■ Requirements
Reproduce every line of the records below without a single change.

---

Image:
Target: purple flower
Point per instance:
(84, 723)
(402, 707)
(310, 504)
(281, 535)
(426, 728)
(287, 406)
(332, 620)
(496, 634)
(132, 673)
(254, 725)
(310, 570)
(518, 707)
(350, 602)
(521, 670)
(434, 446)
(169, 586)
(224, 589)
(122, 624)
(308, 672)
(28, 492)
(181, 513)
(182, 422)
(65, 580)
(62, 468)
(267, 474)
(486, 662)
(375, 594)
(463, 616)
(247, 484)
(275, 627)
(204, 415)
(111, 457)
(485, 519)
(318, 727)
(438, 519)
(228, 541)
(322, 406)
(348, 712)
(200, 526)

---

■ Reply to the task
Image:
Target: purple flower
Point per instance:
(84, 723)
(402, 707)
(310, 504)
(281, 535)
(426, 728)
(287, 406)
(332, 620)
(496, 634)
(132, 673)
(254, 725)
(310, 570)
(518, 707)
(350, 602)
(521, 670)
(434, 446)
(169, 586)
(224, 589)
(122, 624)
(308, 672)
(28, 492)
(181, 513)
(182, 422)
(65, 580)
(62, 468)
(267, 474)
(486, 662)
(375, 594)
(463, 616)
(247, 484)
(275, 627)
(204, 415)
(111, 457)
(485, 519)
(318, 727)
(438, 519)
(228, 541)
(322, 406)
(348, 712)
(200, 526)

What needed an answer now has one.